Never has Mark Carney’s 2017 assertion that Britain is dependent on the ‘kindness of strangers’ felt so real.
The former Bank of England governor, now Canadian Prime Minister, made his remarks in the context of Brexit. It is not divorce from the European Union, however, but the failure of successive governments to get to grips with the size of the state which has so empowered the bond markets.
Pledges to reduce levels of UK government debt as a percentage of output have featured in eight of the last ten fiscal plans unveiled by Chancellors of the Exchequer, says the Office for Budget Responsibility (OBR) in its latest fiscal risks report.
Yet despite the declared targets, underlying debt has jumped by 24 per cent of national output over the past 15 years and by 60 per cent over two decades.
The consequence is that the yield on government long-term bonds, gilt-edged stock, is higher now in Britain than at any time since the start of the 21st Century.
A failure to get a grip, symbolised by retreat on welfare reforms, increasingly leaves Britain vulnerable to bond traders. That was seen most clearly during Liz Truss’s brief period as Prime Minister in 2022.

Flashpoint: The yield on government long-term bonds, gilt-edged stock, is higher now in Britain than at any time since the start of the 21st Century
It has also reared its head when Labour took the helm a year ago despite an eye-popping £40billion tax raising budget last October. It notoriously failed to steady the ship.
Bond yields spiked last week when it was feared that Chancellor Rachel Reeves might leave the Government after the retreat from welfare cuts.

◆ EXCERPTED DATA
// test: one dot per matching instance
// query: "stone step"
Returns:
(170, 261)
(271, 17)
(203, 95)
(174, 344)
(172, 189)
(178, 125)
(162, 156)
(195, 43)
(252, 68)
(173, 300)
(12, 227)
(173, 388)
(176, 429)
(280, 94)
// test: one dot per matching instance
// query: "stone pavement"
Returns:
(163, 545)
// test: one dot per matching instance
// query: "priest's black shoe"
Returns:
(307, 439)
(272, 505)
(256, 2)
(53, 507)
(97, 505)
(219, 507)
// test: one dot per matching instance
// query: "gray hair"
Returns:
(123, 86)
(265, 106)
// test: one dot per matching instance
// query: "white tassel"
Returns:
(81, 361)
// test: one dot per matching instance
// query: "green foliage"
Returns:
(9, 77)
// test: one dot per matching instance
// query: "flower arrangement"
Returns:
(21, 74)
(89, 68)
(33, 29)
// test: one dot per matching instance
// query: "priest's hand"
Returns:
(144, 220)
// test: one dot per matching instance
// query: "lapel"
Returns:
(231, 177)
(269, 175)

...

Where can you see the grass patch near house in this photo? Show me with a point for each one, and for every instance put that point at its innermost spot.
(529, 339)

==

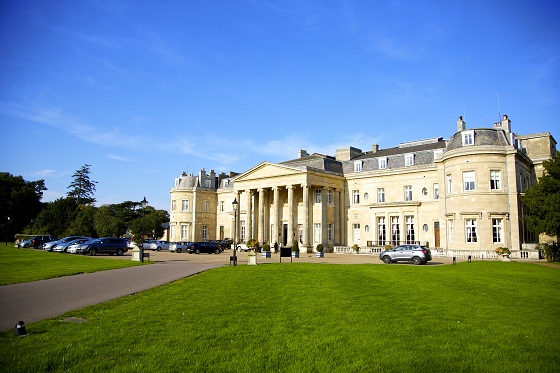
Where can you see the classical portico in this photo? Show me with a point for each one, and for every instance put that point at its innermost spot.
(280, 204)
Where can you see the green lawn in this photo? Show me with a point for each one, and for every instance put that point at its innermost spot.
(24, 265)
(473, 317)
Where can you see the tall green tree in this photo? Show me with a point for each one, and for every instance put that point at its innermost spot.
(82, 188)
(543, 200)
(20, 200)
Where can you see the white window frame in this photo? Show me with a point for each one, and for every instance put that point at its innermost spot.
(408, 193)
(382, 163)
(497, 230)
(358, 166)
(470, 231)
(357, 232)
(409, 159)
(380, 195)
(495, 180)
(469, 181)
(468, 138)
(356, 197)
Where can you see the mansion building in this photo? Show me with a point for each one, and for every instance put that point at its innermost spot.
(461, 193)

◆ TRY IT
Continue the article on Britain's public debt and the bond markets, starting after its last sentence about the spike in bond yields.

◆ EXERCISE RESPONSE
Amid the chaos, the hope is that despite tears in the Commons, the Chancellor would stick with her ‘iron clad’ fiscal commitments.
Investment bank Goldman Sachs notes that ‘the UK bond market sell-off largely stems from concerns about fiscal discipline’.
Reneging on the welfare reform cuts is serious enough. But the ‘UK now faces a structural deficit worsened by growth and employment forecasts’.
The Labour narrative is that the problem can be fixed by tax rises in the Autumn with wealth in the line of sight.
The OBR fiscal report suggests that this would only be a palliative unless fundamental changes to pensions and welfare can be delivered. Britain lacks the US anchor of a ‘reserve’ currency and Silicon Valley propelled growth to see off the pressure from the bond vigilantes.
Vulnerability to the type of foreign speculator that Harold Wilson famously described as ‘gnomes of Zurich’ is profound.
The switch in the UK from defined benefit (gold-plated) pension schemes to defined contribution pension plans, more likely to invest in equities than bonds, mean cornerstone buying of gilts will trend down.
The OBR estimates that pension fund holdings of gilts will plunge from 29.5 per cent of gross domestic product in 2024-25 to 10.9 per cent by the 2070s.
Foreigners, the Carney ‘strangers’, presently hold around 30 per cent of the debt stock.
Overseas holders cannot but be aware that the UK has the third highest borrowing costs of any advanced economy but for tiny Iceland and New Zealand.
Ideally, Britain would grow its way out of debt. It has the research universities, tech, science, creativity and financial innovation to do so with the right tax breaks for digital and cyber investment. It cannot do so while the albatross of rocketing pension, welfare and NHS spending hovers.
The ‘triple lock’, costing the Exchequer three times more than projected at £15.5billion, needs to be revised. The unfunded public sector pension fund liability is ballooning along with public sector pay.
An unreformed welfare system will need to be tackled. The number of working-age people classed as inactive since the pandemic has climbed to 780,000, above pre-Covid levels. It is driven by 660,000 citing long-term sickness as a cause of not working.
The OBR estimates the extra welfare cost at £6.8billion a year and forgone tax revenues at £8.9billion.
It is more attractive to go on the sick than claim unemployment benefit which is meaner and requires recipients to look for a job. Such changes dare not speak their name on the Left.
If they don’t happen, it will be mercurial gilt markets, rather than our elected politicians, that will have the biggest say.